| SOURCE EXTRACT |
* * *

She traveled throughout France and Switzerland teaching people how to pray and challenging them to live holy lives. She mainly met with people privately and avoided "preaching." All the while, she sought an ever-deeper union with God to the point that she felt God possessed her, speaking and acting through her.
So what was the problem? Well, the Roman Catholic Church at that time opposed her Quietism, which teaches that spiritual perfection can be attained when self is lost in the contemplation of God...
During the decades of persecution by the Roman Catholic Church, Jeanne Marie Bouvières de la Mothe Guyon never separated herself from the Mother Church. She knew that being accused of an unbiblical Quietism and her books burned was only due to their ignorance concerning the deepest experience of the cross, and their pride which would not allow them to consider a more advanced Christian stage. God is present in all stages and has purposed everyone to be in these different places to according to His needs, and she used the picture of rivers to differentiate them. The ones who were ignorant were what she called the "second class" rivers while she and others were "third class" rivers in the last stage of the transformation process. The second class were Marthas, busy with church business, large ships floating on them, and the third class were Marys passing through the most difficult part of the process unable to carry anyone at first but later being used powerfully to help others in this advanced spiritual state leading to the union with God, walking through this life as He would, single-minded, their needs only being His needs whatever those needs might turn out to be as their lives unfolded unknown before them.
The mystical path to union with God has been described by a mystic as 'a prayer walk.'
House Church Network Association describes the prayer of Madame Guyon's first class rivers this way, "Prayer, in its specific meaning, means to ask or beseech God for something or another. A slightly broader understanding would include any sort of ’talking’ with God. Most people who pray at all are most familiar with prayer. Table grace, bedtime prayers, crisis pleas, and so on all fall under this definition of the word. Certainly prayer is the best known form of communication with God."

* * *

| SUPPLIED ENTRIES |
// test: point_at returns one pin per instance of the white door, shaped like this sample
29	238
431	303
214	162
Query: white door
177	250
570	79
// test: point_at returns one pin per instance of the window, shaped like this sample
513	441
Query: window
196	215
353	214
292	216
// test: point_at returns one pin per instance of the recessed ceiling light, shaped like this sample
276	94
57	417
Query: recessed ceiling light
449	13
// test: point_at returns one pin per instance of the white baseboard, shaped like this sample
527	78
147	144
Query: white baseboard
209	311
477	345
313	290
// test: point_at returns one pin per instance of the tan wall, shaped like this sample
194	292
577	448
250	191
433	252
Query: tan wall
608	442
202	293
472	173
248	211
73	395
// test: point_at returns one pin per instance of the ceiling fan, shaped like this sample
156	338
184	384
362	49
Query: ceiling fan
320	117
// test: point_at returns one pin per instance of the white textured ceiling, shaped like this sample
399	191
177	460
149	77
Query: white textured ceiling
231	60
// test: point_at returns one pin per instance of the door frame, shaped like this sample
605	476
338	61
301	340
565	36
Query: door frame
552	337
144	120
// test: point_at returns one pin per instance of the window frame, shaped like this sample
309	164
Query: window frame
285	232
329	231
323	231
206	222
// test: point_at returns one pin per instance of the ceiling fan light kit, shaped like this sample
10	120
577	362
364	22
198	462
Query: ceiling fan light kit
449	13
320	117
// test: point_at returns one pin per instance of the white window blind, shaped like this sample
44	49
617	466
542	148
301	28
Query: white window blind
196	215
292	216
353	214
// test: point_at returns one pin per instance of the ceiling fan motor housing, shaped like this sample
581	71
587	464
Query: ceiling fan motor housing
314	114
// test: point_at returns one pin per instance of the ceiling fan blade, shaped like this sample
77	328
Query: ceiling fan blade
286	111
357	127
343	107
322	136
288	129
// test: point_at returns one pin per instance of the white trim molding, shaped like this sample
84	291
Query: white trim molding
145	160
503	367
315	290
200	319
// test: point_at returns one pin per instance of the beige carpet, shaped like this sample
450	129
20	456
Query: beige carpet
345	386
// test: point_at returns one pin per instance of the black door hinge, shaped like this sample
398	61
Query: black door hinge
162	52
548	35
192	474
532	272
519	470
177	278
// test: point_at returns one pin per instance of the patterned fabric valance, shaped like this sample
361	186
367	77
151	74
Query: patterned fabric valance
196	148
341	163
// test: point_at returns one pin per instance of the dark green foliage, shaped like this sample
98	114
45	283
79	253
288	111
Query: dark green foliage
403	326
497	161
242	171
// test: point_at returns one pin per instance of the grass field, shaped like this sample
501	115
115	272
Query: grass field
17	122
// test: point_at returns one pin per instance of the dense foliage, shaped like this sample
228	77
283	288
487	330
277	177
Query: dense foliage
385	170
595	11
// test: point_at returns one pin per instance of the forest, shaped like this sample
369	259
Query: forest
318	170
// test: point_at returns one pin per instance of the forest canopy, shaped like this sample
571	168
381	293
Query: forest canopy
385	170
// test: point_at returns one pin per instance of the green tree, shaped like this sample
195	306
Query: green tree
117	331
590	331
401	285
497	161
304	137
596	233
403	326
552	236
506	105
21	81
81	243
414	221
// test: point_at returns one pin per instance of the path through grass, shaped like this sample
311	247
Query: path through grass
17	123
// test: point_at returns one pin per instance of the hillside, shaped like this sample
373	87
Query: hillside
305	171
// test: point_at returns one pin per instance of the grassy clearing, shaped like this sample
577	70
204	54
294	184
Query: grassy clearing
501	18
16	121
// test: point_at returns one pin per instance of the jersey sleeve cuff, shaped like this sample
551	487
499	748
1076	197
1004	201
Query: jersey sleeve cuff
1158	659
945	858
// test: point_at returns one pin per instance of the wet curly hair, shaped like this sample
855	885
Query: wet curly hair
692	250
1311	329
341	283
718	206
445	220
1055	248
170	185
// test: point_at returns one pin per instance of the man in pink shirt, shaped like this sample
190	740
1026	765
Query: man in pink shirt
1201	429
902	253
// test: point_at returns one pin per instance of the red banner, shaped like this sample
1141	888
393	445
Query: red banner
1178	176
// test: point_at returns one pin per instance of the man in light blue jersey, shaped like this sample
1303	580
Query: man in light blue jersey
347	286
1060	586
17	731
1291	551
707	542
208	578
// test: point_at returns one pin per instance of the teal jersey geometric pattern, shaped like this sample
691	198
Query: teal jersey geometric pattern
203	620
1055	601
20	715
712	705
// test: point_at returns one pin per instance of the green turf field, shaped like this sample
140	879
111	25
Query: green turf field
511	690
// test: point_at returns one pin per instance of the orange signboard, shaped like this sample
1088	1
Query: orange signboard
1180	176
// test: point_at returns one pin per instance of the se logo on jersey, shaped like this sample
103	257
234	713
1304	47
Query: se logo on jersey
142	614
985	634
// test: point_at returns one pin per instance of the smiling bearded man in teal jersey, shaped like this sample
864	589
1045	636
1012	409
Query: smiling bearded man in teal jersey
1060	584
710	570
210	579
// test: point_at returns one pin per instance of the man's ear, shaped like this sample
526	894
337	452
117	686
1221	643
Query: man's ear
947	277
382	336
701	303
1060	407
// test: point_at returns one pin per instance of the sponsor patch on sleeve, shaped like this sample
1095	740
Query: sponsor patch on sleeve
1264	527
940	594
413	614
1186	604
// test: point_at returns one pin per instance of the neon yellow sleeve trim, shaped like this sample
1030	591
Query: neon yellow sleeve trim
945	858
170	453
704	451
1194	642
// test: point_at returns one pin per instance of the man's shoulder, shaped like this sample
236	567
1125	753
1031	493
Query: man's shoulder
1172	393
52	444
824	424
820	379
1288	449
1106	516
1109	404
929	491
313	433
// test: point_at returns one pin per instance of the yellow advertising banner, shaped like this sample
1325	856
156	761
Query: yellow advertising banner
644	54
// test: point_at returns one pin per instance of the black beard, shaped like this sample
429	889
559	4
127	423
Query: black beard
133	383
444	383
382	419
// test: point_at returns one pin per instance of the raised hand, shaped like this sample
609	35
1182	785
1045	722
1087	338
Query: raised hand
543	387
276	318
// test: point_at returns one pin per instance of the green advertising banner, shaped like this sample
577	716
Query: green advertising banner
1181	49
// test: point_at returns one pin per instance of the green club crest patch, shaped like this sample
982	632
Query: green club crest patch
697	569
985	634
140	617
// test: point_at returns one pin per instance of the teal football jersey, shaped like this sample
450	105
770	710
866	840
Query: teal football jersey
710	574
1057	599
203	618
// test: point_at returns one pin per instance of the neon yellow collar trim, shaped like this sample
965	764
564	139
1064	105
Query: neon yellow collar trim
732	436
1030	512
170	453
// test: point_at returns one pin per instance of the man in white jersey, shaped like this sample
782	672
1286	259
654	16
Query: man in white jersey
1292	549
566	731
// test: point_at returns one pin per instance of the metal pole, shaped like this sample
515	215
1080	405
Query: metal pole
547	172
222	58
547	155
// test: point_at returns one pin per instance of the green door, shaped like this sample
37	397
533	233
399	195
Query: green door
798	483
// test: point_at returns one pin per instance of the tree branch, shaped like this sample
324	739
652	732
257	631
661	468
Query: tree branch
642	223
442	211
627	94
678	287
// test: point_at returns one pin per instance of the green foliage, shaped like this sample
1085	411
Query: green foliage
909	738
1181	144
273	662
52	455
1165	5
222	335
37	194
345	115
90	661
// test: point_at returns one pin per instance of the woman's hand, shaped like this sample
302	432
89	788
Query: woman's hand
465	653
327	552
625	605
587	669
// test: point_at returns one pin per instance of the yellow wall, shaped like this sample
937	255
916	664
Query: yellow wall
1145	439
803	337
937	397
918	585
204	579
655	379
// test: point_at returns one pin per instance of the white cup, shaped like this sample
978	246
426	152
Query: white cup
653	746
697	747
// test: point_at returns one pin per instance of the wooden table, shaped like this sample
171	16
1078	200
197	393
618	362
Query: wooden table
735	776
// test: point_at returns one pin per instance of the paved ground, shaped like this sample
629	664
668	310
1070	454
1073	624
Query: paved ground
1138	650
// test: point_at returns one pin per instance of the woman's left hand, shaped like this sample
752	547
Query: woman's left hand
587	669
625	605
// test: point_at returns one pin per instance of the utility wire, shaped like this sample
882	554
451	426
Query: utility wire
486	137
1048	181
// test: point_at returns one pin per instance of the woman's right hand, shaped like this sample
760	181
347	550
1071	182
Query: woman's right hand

* * *

| DIRECTIVE 1 |
Turn the paragraph of the Guyon passage beginning "She traveled throughout France and Switzerland" into a short bulleted list that keeps its main facts.
| DIRECTIVE 2 |
Answer these from the Guyon passage:
(a) What does Quietism teach, according to the passage?
(b) In the river picture, whom do the second class rivers and the third class rivers stand for?
(c) Who is quoted describing the prayer of the first class rivers?

| WRITTEN REPLY 1 |
- She traveled through France and Switzerland, teaching people to pray and challenging them to live holy lives.
- She met with people mostly in private and avoided "preaching."
- She kept seeking a deeper union with God, until she felt God possessed her and spoke and acted through her.

| WRITTEN REPLY 2 |
(a) Spiritual perfection can be attained when self is lost in the contemplation of God.
(b) The second class rivers are Marthas, and the third class rivers are Marys.
(c) House Church Network Association.